__DATA LINES__.
___
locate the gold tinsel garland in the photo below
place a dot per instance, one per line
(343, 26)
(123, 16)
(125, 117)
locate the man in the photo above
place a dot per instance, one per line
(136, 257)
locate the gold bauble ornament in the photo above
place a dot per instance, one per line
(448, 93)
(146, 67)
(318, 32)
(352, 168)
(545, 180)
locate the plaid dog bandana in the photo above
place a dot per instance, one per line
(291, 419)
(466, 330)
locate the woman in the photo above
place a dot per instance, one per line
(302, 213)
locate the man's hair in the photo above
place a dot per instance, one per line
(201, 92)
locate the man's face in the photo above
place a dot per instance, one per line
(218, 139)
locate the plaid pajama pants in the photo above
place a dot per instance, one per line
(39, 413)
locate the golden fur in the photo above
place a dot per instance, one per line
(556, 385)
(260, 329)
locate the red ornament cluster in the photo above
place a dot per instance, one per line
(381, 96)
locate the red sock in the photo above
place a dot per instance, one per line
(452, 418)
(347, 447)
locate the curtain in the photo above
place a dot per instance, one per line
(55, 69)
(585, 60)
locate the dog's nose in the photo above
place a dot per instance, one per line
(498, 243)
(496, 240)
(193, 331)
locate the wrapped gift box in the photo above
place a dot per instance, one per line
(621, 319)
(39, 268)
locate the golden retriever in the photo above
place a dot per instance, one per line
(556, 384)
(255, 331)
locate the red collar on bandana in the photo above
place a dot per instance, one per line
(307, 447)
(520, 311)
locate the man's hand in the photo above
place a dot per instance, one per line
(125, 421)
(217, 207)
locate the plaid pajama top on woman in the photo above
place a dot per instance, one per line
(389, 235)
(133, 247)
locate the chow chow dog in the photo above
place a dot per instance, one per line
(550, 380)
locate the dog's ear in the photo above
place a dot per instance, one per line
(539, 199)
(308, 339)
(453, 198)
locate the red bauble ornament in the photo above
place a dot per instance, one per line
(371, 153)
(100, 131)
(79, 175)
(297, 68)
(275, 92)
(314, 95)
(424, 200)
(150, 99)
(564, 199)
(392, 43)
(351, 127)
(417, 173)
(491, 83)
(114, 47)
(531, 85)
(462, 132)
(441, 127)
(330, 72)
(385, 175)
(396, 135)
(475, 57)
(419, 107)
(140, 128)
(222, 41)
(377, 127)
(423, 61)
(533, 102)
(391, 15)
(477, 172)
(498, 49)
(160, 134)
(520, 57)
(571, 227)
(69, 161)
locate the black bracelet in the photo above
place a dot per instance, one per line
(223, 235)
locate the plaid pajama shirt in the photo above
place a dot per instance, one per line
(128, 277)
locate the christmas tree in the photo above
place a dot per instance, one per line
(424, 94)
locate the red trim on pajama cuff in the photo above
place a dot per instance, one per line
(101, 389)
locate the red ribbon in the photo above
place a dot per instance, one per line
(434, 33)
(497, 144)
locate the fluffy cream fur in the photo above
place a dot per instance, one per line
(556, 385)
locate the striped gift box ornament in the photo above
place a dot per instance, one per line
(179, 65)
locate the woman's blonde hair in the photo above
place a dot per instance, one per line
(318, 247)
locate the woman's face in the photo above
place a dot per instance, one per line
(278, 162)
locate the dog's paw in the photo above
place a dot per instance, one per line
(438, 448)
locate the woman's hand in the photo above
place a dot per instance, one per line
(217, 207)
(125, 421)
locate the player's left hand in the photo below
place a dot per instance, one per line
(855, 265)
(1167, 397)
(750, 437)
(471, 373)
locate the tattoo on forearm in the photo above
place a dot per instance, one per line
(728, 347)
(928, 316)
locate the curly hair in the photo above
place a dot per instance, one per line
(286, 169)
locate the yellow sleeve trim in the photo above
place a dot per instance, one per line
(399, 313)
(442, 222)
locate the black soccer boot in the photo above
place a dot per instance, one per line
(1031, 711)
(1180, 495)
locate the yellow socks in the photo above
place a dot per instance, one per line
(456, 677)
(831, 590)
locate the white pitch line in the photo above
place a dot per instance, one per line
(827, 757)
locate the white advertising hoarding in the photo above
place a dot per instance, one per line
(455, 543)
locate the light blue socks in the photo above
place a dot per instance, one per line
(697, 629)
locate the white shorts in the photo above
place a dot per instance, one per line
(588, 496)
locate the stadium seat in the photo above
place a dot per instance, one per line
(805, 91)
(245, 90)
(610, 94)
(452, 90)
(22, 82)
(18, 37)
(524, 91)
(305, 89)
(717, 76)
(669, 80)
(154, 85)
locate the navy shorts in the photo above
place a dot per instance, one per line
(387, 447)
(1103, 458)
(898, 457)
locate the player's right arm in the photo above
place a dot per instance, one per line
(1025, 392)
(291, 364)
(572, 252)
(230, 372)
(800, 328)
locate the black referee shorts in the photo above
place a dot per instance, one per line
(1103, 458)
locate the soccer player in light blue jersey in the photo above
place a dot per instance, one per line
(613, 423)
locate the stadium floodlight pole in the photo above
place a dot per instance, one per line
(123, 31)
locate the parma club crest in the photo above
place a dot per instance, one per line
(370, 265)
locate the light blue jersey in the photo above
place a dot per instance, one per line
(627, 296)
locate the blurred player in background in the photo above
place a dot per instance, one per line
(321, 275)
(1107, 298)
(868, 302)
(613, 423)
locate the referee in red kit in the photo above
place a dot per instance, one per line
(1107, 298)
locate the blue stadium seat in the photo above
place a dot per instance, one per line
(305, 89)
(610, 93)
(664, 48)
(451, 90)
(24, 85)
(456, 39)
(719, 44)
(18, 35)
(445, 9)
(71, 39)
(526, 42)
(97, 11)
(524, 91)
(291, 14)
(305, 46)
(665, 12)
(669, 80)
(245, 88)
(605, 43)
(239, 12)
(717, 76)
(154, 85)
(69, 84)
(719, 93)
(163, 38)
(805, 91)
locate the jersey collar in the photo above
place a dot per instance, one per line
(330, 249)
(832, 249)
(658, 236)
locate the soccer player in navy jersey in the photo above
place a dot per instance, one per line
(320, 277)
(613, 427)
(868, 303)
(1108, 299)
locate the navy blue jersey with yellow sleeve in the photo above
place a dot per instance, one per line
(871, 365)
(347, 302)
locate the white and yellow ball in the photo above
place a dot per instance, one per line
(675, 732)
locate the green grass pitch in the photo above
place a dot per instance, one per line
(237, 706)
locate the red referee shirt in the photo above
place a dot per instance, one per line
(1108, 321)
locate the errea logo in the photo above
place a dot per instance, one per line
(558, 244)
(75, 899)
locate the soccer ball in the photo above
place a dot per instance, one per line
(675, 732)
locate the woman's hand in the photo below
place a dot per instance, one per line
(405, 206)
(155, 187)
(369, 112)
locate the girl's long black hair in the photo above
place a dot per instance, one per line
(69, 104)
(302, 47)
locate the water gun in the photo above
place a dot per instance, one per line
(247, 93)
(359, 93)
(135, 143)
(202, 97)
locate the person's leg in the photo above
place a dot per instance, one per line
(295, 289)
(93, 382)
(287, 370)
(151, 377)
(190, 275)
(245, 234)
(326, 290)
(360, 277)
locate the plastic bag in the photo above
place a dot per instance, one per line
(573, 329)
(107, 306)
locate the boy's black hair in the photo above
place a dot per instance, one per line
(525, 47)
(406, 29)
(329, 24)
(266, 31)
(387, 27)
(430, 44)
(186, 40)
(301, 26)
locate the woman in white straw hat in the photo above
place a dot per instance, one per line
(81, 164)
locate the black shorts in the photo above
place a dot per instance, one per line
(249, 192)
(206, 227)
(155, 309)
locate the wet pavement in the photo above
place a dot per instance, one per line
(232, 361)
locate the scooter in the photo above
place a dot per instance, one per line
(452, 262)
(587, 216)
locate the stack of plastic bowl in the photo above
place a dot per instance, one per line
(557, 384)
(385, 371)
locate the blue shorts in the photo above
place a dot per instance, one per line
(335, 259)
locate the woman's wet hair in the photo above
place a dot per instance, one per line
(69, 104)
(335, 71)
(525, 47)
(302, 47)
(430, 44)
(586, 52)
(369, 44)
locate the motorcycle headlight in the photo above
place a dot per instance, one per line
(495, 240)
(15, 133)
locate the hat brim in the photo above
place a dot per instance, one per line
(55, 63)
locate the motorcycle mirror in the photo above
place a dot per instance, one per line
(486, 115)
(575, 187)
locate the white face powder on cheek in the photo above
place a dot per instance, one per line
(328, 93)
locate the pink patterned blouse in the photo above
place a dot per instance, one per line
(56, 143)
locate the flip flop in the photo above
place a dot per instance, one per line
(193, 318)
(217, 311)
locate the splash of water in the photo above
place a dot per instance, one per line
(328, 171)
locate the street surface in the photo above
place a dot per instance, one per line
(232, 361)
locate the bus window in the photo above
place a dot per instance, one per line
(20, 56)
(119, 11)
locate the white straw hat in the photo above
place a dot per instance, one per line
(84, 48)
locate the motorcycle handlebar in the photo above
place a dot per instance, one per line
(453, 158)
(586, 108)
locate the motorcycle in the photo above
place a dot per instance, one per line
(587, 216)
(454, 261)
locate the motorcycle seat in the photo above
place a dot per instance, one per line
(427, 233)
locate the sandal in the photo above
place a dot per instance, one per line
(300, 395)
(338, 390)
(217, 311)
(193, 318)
___
Copy the listing from the line containing "locate the motorcycle mirror" through its end, putting "road surface" in place of "street surface" and keeping everything else the same.

locate the motorcycle mirror in the photo above
place a dot per instance, one per line
(486, 115)
(575, 187)
locate the white face powder on cheek in the photo above
place a dot per instance, one per line
(328, 93)
locate the pink patterned blouse in the photo above
place a dot per instance, one per line
(56, 143)
locate the flip flop in the photo above
place a dot per instance, one per line
(193, 318)
(217, 311)
locate the splash of water in the photo above
place a dot per instance, one per line
(328, 171)
locate the road surface in the photo above
place a dot per instance, one per line
(232, 361)
locate the bus window in the photo above
place a dot per instance, one per line
(20, 56)
(119, 11)
locate the white straw hat in the photo above
place a dot per instance, one per line
(84, 48)
locate the motorcycle handlebar in the photo above
place a dot per instance, one per line
(453, 158)
(586, 108)
locate the motorcycle in the photo above
place a dot per instance, one per line
(587, 216)
(454, 261)
locate the motorcycle seat in the photo above
place a dot per instance, one per line
(427, 233)
locate the sandal in the photo above
place a dot per instance, one per line
(300, 395)
(338, 390)
(217, 311)
(193, 318)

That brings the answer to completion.